• **Short task**: Output the lines of the entries below as a JSON list of strings, one string per line, skipping blank lines. Include only the lines from the one containing "Indicate every instance of the white baby" through the last line of the entries, both ends included.

• **Stored data**:

'''

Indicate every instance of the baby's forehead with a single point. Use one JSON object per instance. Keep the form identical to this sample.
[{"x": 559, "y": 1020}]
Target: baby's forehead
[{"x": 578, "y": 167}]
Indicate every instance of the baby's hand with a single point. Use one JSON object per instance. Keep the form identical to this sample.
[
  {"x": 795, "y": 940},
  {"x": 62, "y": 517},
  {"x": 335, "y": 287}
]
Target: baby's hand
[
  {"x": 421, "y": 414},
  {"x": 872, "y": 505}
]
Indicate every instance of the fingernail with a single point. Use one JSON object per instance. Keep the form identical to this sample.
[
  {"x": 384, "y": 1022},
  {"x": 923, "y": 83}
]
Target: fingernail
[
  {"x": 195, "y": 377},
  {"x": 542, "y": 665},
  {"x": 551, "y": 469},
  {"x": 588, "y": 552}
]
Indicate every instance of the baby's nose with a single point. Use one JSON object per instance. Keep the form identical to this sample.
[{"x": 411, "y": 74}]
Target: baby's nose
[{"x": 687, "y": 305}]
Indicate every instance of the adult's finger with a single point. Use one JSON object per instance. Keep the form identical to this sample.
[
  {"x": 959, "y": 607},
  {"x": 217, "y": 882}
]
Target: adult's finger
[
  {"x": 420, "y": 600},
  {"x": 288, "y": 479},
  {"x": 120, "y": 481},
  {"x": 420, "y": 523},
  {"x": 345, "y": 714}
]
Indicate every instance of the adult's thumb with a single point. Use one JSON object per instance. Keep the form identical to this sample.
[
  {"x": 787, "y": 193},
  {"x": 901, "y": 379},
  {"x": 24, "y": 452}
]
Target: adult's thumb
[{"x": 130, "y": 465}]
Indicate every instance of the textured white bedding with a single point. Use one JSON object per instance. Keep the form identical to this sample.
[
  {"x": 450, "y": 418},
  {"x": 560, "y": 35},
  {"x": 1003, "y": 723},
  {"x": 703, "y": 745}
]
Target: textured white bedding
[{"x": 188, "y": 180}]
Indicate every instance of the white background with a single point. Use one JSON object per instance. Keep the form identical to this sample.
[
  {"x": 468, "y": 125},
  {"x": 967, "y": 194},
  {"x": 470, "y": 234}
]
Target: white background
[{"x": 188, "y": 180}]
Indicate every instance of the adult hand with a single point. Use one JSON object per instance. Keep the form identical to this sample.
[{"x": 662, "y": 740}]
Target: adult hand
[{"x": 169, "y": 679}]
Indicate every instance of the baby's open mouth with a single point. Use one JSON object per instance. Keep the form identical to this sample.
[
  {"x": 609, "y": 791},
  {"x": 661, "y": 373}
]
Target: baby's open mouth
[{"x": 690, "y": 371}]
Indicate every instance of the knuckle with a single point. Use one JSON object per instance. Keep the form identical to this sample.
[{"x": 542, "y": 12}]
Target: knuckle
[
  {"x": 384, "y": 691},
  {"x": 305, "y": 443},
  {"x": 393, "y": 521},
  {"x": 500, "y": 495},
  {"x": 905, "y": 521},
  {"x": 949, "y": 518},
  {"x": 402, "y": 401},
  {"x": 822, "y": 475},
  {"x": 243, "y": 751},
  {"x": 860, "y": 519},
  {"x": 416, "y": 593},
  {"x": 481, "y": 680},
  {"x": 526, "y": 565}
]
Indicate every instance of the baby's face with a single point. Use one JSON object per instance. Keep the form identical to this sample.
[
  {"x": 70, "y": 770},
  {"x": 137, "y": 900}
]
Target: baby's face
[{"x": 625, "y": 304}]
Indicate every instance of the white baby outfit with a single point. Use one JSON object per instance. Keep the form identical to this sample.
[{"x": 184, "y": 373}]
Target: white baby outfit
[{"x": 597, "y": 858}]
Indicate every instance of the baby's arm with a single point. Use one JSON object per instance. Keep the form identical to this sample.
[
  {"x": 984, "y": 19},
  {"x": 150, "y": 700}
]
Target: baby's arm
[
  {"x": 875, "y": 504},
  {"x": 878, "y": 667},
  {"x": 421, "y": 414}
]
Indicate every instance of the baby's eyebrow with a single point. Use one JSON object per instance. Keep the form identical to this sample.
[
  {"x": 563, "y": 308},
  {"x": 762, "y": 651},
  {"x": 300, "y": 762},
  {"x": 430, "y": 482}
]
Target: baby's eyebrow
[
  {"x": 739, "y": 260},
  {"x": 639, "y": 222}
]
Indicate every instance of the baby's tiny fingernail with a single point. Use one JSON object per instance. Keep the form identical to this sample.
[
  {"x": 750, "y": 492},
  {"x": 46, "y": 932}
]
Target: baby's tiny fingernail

'''

• **Result below**:
[
  "Indicate every instance of the white baby outfit with a single point. Use one JSON object per instance. Keep the form identical to this sample.",
  "[{\"x\": 184, \"y\": 373}]",
  "Target: white baby outfit",
  "[{\"x\": 597, \"y\": 858}]",
  "Indicate every instance of the baby's arm with a single point. Use one JSON object per instance. Keep the form identical to this sample.",
  "[",
  "  {\"x\": 984, \"y\": 19},",
  "  {\"x\": 150, \"y\": 700}",
  "]",
  "Target: baby's arm",
  "[",
  "  {\"x\": 875, \"y\": 504},",
  "  {\"x\": 878, \"y\": 667},",
  "  {\"x\": 421, \"y\": 414}",
  "]",
  "Indicate every instance of the baby's eyebrow with a single point. Use one JSON object per instance. Keep the form identical to this sample.",
  "[",
  "  {\"x\": 563, \"y\": 308},",
  "  {\"x\": 762, \"y\": 651},",
  "  {\"x\": 300, \"y\": 762},",
  "  {\"x\": 430, \"y\": 482}",
  "]",
  "Target: baby's eyebrow",
  "[",
  "  {\"x\": 739, \"y\": 260},",
  "  {\"x\": 639, \"y\": 222}",
  "]",
  "Indicate every instance of the baby's tiny fingernail with a single point. Use one JSON object per instance. Keep the form identical to this sample.",
  "[",
  "  {\"x\": 750, \"y\": 492},",
  "  {\"x\": 46, \"y\": 932}",
  "]",
  "Target: baby's tiny fingernail"
]